Esthétiques et politiques




L’homme de thé l’apprend vite : un vase au long col de grès noir impose une présence bien différente qu’un simple bambou ouvert et rafraichissant. Pourquoi organiser une salle presque vide ? Simplement pour laisser plus de place à l’imagination ? Tout objet occupe l’esprit. Les puissants de ce monde, eux, l’ont toujours compris, d’une manière ou d’une autre. Le « beau » est une sensibilité qui varie avec les cultures et les modes. Changer notre conception du beau, de l’agréable, c’est changer notre approche du monde.

══════════════════════════════

Consigne: Quelles phrases de l'extrait, à partir de celle qui suit le titre, se terminent par un point ? Recopiez-les toutes.

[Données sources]
══════════════════════════════

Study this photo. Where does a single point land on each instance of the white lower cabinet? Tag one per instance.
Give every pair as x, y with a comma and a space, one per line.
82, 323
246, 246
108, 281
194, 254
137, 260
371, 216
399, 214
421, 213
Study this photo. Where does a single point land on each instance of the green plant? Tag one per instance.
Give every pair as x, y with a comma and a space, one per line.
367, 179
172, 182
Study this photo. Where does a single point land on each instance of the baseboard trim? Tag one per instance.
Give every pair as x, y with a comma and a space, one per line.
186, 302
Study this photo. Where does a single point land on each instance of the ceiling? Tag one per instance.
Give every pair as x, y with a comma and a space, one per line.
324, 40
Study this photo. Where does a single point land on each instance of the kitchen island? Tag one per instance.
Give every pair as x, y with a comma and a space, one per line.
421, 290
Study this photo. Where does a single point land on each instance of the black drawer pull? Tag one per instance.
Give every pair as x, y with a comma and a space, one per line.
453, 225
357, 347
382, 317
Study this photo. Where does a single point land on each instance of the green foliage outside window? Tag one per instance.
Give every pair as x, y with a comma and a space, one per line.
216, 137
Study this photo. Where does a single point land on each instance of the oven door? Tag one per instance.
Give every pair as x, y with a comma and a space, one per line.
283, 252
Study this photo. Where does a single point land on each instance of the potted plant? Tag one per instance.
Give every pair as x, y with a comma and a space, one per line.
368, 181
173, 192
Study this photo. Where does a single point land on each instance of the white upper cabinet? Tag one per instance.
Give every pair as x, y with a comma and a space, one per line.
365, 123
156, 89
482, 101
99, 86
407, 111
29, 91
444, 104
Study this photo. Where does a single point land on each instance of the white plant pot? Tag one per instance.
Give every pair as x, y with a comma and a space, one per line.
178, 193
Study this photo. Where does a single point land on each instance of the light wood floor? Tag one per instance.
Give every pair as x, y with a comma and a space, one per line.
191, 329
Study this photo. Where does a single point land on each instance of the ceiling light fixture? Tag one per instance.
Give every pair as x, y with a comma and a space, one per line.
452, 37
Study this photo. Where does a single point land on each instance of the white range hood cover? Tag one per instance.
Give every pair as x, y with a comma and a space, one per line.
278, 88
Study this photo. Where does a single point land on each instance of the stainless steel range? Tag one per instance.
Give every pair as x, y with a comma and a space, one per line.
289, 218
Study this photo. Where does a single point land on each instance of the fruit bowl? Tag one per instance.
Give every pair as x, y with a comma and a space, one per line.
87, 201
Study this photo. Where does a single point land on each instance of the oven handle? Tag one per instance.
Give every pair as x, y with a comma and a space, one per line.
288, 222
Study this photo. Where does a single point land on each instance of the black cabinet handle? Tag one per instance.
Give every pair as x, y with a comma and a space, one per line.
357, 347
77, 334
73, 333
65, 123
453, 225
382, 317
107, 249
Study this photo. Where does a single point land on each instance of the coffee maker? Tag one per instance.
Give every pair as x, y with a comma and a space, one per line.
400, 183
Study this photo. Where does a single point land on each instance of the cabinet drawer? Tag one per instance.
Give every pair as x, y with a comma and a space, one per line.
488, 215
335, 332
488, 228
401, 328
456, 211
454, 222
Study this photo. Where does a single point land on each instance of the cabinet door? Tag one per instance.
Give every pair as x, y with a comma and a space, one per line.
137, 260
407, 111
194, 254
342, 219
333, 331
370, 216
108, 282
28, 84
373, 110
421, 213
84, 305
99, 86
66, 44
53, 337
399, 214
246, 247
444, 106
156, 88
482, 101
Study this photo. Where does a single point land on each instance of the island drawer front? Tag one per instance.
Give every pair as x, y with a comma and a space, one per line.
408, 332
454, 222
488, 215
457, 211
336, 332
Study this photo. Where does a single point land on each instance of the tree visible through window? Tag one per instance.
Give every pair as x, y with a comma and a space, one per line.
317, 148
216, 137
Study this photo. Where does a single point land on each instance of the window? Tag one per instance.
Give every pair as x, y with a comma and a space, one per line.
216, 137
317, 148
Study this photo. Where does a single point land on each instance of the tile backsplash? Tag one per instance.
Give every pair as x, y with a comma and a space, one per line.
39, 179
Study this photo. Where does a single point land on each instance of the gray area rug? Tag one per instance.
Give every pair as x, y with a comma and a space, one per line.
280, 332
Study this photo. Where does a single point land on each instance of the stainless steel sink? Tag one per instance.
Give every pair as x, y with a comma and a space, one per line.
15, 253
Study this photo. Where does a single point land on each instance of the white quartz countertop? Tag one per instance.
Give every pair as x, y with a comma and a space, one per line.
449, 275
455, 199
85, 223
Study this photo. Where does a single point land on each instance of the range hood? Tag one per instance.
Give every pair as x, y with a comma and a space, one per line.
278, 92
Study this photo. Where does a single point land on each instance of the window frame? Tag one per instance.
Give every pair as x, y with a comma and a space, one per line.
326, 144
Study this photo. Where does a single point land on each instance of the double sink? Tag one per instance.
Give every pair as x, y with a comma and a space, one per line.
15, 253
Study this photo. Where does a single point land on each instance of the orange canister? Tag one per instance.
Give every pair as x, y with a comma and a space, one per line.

══════════════════════════════

Réponse rédigée:
- L'homme de thé l'apprend vite : un vase au long col de grès noir impose une présence bien différente qu'un simple bambou ouvert et rafraichissant.
- Tout objet occupe l'esprit.
- Les puissants de ce monde, eux, l'ont toujours compris, d'une manière ou d'une autre.
- Le « beau » est une sensibilité qui varie avec les cultures et les modes.
- Changer notre conception du beau, de l'agréable, c'est changer notre approche du monde.